■ GOAL OF THE EXERCISE ■
Every record must be repeated exactly, with no omission.

[Excerpts from a dataset]

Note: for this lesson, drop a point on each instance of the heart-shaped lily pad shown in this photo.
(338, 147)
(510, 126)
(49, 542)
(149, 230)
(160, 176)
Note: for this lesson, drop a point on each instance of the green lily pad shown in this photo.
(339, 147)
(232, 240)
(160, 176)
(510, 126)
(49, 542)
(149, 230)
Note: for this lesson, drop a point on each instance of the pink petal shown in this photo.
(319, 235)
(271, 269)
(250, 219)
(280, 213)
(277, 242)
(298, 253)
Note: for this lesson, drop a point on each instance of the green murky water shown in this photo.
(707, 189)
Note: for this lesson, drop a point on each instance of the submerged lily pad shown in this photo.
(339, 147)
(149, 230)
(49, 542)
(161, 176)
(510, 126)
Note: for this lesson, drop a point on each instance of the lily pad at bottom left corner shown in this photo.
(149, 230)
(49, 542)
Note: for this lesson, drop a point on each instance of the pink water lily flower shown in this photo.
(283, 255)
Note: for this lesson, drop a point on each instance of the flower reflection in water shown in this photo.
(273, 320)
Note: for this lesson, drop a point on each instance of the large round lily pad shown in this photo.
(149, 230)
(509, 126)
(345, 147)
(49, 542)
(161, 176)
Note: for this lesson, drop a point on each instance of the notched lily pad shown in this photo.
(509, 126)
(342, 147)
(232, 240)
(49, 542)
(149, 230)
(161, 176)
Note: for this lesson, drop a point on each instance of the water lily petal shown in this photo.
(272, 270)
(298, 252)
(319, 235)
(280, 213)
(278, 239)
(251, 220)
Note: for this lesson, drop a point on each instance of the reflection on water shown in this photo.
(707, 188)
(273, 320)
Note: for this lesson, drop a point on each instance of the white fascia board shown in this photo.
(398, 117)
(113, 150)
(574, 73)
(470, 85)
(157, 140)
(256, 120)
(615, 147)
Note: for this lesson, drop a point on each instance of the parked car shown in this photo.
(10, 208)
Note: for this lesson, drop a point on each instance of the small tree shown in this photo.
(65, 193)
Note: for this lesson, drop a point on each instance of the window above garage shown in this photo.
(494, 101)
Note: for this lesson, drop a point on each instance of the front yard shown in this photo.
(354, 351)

■ WRITTEN ANSWER ■
Note: for this lesson, drop a point on each instance of the heart-shaped lily pad shown in this photo.
(338, 147)
(510, 126)
(49, 542)
(149, 230)
(160, 176)
Note: for this lesson, drop a point on each instance of the green lily pad shown in this photo.
(339, 147)
(232, 240)
(160, 176)
(510, 126)
(49, 542)
(149, 230)
Note: for this lesson, drop a point on each instance of the pink petal shown in this photo.
(319, 235)
(271, 269)
(250, 219)
(280, 213)
(277, 242)
(298, 253)
Note: for this lesson, drop a point on each instance of the green murky water shown in this photo.
(707, 189)
Note: for this lesson, drop a point on each instance of the submerged lily pad shown in this photo.
(339, 147)
(149, 230)
(49, 542)
(161, 176)
(510, 126)
Note: for this lesson, drop a point on each instance of the lily pad at bottom left corner shown in this photo.
(149, 230)
(49, 542)
Note: for this lesson, drop a point on each instance of the pink water lily flower shown in this photo.
(283, 255)
Note: for this lesson, drop a point on each instance of the flower reflection in water shown in this photo.
(273, 320)
Note: for this lesson, drop a point on each instance of the large round lily pad shown in this photo.
(149, 230)
(509, 126)
(345, 147)
(49, 542)
(161, 176)
Note: for this lesson, drop a point on each instance of the notched lily pad shown in this photo.
(509, 126)
(342, 147)
(232, 240)
(49, 542)
(149, 230)
(161, 176)
Note: for this lesson, drop a point on each instance of the water lily petal shown in this photo.
(272, 270)
(298, 252)
(319, 235)
(280, 213)
(278, 239)
(251, 220)
Note: for this lesson, drop a point on each instance of the reflection on water shown in this photo.
(707, 188)
(273, 320)
Note: for this lesson, drop a point on each instance of the white fascia board shown in this photo.
(398, 117)
(113, 150)
(574, 73)
(470, 85)
(157, 140)
(256, 120)
(615, 147)
Note: for this lesson, drop a point on each instance of the parked car shown in this photo.
(10, 208)
Note: for this lesson, drop a point on each instance of the small tree shown in this photo.
(65, 193)
Note: for this lesson, drop a point on each instance of the window above garage shown in this photo.
(494, 101)
Note: for this lesson, drop a point on each instance of the front yard shown in this photo.
(354, 351)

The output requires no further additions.